→ **Text**:
+++

Re: [V14 3/8] drivers: perf: arm_pmuv3: Enable branch stack sampling framework

From: James Clark
Date: Wed Nov 15 2023 - 05:07:56 EST




On 15/11/2023 07:22, Anshuman Khandual wrote:
> On 11/14/23 17:44, James Clark wrote:
>>
>>
>> On 14/11/2023 05:13, Anshuman Khandual wrote:
>> [...]
>>
>>> +/*
>>> + * This is a read only constant and safe during multi threaded access
>>> + */
>>> +static struct perf_branch_stack zero_branch_stack = { .nr = 0, .hw_idx = -1ULL};
>>> +
>>> +static void read_branch_records(struct pmu_hw_events *cpuc,
>>> + struct perf_event *event,
>>> + struct perf_sample_data *data,
>>> + bool *branch_captured)
>>> +{
>>> + /*
>>> + * CPU specific branch records buffer must have been allocated already
>>> + * for the hardware records to be captured and processed further.
>>> + */
>>> + if (WARN_ON(!cpuc->branches))
>>> + return;
>>> +
>>> + /*
>>> + * Overflowed event's branch_sample_type does not match the configured
>>> + * branch filters in the BRBE HW. So the captured branch records here
>>> + * cannot be co-related to the overflowed event. Report to the user as
>>> + * if no branch records have been captured, and flush branch records.
>>> + * The same scenario is applicable when the current task context does
>>> + * not match with overflown event.
>>> + */
>>> + if ((cpuc->brbe_sample_type != event->attr.branch_sample_type) ||
>>> + (event->ctx->task && cpuc->brbe_context != event->ctx)) {
>>> + perf_sample_save_brstack(data, event, &zero_branch_stack);
>>
>> Is there any benefit to outputting a zero size stack vs not outputting
>> anything at all?
>
> The event has got PERF_SAMPLE_BRANCH_STACK marked and hence perf_sample_data
> must have PERF_SAMPLE_BRANCH_STACK with it's br_stack pointing to the branch
> records. Hence without assigning a zeroed struct perf_branch_stack, there is
> a chance, that perf_sample_data will pass on some garbage branch records to
> the ring buffer.
>

I don't think that's an issue, the perf core code handles the case where
no branch stack exists on a sample. It even outputs the zero length for
you, but there is other stuff that can be skipped if you just never call
perf_sample_save_brstack():

from kernel/events/core.c:

if (sample_type & PERF_SAMPLE_BRANCH_STACK) {
if (data->br_stack) {
size_t size;

size = data->br_stack->nr
* sizeof(struct perf_branch_entry);

perf_output_put(handle, data->br_stack->nr);
if (branch_sample_hw_index(event))

+++

→ **Exercise instructions**: Carry on the mailing-list reply about perf branch stack sampling from the point where it stops. None of the records are needed.

A series of records:
+++

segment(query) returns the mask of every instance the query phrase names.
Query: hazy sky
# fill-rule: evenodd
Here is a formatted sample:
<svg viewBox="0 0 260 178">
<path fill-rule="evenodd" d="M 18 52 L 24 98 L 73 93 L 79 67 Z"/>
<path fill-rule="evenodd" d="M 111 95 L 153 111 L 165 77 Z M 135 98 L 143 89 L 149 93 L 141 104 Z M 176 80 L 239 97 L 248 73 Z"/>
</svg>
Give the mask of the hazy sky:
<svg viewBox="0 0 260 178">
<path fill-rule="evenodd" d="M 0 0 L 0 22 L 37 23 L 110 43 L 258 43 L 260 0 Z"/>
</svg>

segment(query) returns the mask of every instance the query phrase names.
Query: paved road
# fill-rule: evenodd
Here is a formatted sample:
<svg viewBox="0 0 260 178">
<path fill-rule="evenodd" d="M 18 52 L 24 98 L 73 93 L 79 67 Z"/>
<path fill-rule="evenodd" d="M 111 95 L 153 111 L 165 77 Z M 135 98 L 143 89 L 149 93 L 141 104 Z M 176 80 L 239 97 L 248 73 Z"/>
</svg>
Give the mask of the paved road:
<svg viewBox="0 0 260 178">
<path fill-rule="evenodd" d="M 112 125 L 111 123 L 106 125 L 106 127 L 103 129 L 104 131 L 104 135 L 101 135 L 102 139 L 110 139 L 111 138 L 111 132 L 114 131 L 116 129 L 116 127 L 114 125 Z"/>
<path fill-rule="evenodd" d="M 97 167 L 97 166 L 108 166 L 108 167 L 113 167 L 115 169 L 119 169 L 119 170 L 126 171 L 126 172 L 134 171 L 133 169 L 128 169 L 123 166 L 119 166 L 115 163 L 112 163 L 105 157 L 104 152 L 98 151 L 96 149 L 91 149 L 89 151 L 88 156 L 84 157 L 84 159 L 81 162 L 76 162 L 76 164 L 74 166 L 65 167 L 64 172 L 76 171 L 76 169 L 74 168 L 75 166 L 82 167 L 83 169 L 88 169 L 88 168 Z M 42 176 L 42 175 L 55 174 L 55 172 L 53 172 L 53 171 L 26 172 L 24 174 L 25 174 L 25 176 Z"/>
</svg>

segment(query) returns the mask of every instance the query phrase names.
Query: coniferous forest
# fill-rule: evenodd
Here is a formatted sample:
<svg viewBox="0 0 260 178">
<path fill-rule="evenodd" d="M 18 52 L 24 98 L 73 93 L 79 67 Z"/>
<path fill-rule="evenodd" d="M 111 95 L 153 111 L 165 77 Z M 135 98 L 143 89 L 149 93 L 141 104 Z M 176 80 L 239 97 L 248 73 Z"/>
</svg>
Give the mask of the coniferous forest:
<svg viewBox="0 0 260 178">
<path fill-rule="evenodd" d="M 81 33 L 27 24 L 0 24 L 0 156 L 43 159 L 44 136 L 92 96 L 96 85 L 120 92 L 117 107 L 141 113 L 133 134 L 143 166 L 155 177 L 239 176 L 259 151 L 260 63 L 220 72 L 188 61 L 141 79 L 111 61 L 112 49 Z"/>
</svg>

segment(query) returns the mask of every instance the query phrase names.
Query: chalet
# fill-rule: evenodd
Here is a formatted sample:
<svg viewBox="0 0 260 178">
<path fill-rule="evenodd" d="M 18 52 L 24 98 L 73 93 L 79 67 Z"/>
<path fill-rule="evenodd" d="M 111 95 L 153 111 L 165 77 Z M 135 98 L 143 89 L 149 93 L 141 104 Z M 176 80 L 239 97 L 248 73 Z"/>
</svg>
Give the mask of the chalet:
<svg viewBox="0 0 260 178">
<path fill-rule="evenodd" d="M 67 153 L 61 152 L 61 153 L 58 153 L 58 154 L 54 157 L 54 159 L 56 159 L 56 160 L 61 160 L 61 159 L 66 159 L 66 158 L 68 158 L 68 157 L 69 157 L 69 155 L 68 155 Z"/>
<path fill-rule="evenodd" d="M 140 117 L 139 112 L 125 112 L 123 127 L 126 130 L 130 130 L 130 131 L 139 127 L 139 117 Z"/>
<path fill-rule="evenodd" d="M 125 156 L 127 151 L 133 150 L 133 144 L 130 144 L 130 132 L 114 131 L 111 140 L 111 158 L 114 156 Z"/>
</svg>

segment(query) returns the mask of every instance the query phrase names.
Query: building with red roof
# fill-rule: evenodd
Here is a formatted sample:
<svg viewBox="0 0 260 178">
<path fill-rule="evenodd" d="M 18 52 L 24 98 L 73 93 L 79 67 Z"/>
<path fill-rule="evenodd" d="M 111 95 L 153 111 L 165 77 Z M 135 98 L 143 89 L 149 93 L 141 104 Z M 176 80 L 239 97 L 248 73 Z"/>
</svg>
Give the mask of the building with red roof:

+++

→ **Response to the exercise**:
perf_output_put(handle, data->br_stack->hw_idx);
perf_output_copy(handle, data->br_stack->entries, size);
} else {
/*
* we always store at least the value of nr
*/
u64 nr = 0;
perf_output_put(handle, nr);
}
}


>>
>>> + return;
>>> + }
>>> +
>>> + /*
>>> + * Read the branch records from the hardware once after the PMU IRQ
>>> + * has been triggered but subsequently same records can be used for
>>> + * other events that might have been overflowed simultaneously thus
>>> + * saving much CPU cycles.
>>> + */
>>> + if (!*branch_captured) {
>>> + armv8pmu_branch_read(cpuc, event);
>>> + *branch_captured = true;
>>> + }
>>> + perf_sample_save_brstack(data, event, &cpuc->branches->branch_stack);
>>> +}
>>> +
>>> static irqreturn_t armv8pmu_handle_irq(struct arm_pmu *cpu_pmu)
>>> {
>>> u32 pmovsr;
>>> @@ -766,6 +815,7 @@ static irqreturn_t armv8pmu_handle_irq(struct arm_pmu *cpu_pmu)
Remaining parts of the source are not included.